To do:
Find every line in the entries below that contains the word "Target", and copy each of those lines in full.

Data to process:
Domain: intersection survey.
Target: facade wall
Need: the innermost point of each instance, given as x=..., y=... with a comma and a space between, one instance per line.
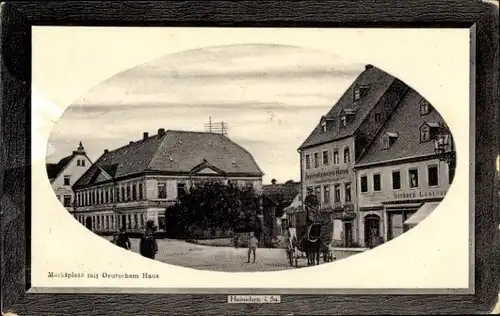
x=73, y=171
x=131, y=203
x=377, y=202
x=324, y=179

...

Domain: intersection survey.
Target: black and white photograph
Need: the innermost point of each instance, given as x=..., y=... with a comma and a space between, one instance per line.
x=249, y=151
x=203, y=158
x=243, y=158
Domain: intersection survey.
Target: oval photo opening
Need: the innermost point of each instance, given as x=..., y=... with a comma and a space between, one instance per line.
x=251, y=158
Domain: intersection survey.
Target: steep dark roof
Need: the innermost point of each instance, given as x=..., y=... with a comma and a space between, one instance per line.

Worked solution:
Target: facade wall
Target: black and white photograph
Target: oval photo opening
Target: steep dark roof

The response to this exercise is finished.